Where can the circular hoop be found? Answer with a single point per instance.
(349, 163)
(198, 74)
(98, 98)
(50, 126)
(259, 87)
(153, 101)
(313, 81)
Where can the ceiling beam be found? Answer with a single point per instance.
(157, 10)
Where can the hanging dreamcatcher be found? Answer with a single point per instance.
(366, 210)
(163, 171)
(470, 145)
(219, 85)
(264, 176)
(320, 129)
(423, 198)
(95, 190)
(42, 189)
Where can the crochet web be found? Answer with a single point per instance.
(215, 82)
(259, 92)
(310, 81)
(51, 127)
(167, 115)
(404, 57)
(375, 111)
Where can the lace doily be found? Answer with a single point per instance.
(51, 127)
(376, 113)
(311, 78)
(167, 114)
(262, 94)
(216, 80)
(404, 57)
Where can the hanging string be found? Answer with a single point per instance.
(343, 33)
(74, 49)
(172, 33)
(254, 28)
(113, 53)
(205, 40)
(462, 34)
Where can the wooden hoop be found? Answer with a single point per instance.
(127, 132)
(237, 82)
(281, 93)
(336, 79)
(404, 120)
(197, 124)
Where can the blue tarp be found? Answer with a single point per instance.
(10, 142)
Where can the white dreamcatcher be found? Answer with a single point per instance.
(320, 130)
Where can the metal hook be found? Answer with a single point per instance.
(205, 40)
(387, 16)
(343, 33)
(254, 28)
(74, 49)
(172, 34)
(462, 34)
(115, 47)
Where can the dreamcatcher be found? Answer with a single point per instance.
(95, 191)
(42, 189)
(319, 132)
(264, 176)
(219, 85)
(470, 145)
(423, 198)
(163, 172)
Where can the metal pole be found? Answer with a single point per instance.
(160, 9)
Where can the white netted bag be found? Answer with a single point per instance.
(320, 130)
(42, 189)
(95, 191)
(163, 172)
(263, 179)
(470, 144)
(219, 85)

**THE REQUEST**
Print from the line containing "Where can the crochet" to the last line above, exactly as written.

**FINISHED TASK**
Where can the crochet web be found? Answer with a single point per instance.
(215, 82)
(259, 92)
(310, 81)
(51, 127)
(167, 115)
(404, 57)
(375, 111)
Where can the lace doily be found? Answer with a single point per instance.
(51, 127)
(376, 113)
(311, 78)
(167, 114)
(262, 94)
(216, 80)
(404, 57)
Where can the hanging string be found? Answer with a single point per instance.
(343, 33)
(74, 49)
(172, 33)
(254, 28)
(113, 53)
(205, 40)
(462, 34)
Where can the wooden hoop be found? Answer with a single point per instance.
(127, 132)
(237, 82)
(281, 93)
(336, 79)
(404, 120)
(197, 124)
Where can the blue tarp be found? Answer with a single point per instance.
(10, 142)
Where can the white dreamcatcher be found? Answer with a single point per instance.
(320, 130)
Where can the metal hook be found? Answer with a single point per instance.
(205, 40)
(387, 16)
(343, 33)
(254, 28)
(74, 49)
(172, 34)
(462, 34)
(115, 47)
Where can the dreamcatcher be found? Answer with a single point per instance.
(95, 191)
(42, 189)
(319, 132)
(264, 176)
(219, 85)
(470, 145)
(423, 198)
(163, 172)
Where can the metal pole be found? Answer with a single point per instance.
(160, 9)
Where can the white netted bag be found? Answer with a single point per instance.
(320, 130)
(42, 189)
(95, 191)
(163, 172)
(263, 179)
(470, 144)
(219, 85)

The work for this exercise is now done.